Records of labeled boxes:
+---+

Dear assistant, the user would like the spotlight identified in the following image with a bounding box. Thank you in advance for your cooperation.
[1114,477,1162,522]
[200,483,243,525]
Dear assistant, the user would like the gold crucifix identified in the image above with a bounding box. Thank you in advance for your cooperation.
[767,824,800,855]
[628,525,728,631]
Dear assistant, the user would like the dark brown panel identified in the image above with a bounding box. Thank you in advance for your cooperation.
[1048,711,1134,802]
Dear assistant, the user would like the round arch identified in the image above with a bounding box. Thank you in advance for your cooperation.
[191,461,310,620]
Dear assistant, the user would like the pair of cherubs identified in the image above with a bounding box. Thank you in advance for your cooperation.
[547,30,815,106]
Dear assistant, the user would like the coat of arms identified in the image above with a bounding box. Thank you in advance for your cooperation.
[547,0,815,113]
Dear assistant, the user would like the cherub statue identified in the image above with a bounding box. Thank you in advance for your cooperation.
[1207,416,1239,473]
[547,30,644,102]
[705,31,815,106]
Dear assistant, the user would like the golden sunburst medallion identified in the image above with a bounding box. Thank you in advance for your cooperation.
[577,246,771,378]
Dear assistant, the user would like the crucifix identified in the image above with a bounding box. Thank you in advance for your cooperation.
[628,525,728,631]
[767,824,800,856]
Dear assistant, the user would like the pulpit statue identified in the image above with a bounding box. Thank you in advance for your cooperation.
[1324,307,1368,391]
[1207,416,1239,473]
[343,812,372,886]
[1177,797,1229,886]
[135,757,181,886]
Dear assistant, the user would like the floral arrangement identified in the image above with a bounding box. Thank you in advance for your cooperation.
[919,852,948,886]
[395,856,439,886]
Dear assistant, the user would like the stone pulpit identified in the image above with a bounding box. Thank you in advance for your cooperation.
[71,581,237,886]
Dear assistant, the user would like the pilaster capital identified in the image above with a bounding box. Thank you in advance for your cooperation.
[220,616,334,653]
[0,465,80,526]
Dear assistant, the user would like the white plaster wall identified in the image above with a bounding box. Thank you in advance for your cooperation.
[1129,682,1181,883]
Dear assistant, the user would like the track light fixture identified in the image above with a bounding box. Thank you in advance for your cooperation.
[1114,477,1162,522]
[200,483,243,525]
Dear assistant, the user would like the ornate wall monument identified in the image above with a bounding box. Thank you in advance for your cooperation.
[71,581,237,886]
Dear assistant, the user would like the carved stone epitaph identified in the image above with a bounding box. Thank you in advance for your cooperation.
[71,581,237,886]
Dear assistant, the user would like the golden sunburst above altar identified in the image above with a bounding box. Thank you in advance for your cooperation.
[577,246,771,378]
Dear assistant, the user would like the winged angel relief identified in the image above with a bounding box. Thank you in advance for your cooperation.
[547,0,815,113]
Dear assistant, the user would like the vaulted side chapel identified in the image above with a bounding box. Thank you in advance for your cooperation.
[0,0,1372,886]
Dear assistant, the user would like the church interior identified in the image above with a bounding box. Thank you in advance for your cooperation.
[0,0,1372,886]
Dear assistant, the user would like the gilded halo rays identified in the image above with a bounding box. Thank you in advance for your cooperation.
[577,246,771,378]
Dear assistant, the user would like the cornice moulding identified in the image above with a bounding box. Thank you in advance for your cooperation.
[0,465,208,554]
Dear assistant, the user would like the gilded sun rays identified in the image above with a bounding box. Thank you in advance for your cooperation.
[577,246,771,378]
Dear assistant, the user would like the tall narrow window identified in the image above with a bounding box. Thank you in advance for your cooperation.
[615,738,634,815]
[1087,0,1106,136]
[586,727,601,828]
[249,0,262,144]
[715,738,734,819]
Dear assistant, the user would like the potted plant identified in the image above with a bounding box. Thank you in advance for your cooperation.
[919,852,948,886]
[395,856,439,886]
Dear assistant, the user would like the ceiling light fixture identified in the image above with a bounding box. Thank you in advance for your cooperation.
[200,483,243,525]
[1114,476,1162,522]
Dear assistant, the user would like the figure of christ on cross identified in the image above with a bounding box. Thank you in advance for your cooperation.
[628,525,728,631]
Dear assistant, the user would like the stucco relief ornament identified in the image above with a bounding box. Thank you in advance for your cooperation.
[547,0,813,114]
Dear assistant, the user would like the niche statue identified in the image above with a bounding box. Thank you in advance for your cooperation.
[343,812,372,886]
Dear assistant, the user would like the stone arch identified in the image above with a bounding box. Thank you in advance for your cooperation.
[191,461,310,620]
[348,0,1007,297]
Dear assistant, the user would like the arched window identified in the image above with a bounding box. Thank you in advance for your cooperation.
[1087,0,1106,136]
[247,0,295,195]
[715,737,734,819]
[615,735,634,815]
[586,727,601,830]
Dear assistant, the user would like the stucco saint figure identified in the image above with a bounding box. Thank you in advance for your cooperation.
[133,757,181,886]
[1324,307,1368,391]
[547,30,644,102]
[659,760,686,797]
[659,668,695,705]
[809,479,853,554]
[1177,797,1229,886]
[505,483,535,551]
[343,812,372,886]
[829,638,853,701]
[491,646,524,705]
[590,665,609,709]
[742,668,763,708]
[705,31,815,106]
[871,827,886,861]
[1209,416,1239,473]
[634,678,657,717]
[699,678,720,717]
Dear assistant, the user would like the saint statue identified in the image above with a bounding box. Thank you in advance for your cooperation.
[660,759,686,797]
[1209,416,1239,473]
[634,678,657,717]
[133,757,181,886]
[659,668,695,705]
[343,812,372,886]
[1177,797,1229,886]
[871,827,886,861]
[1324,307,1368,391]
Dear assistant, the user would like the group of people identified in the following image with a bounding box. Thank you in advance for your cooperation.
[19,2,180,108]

+---+

Find each line in the rows above that contains the word "pulpit" and copy those lines. Case counts.

Dear assistant, the user would like the pulpit statue identified in the image above with a bounding box. Thank you in advance for your cooperation.
Dear assistant, the user would like the stone pulpit identified in the image above with a bounding box. Thank you in advance for your cooperation.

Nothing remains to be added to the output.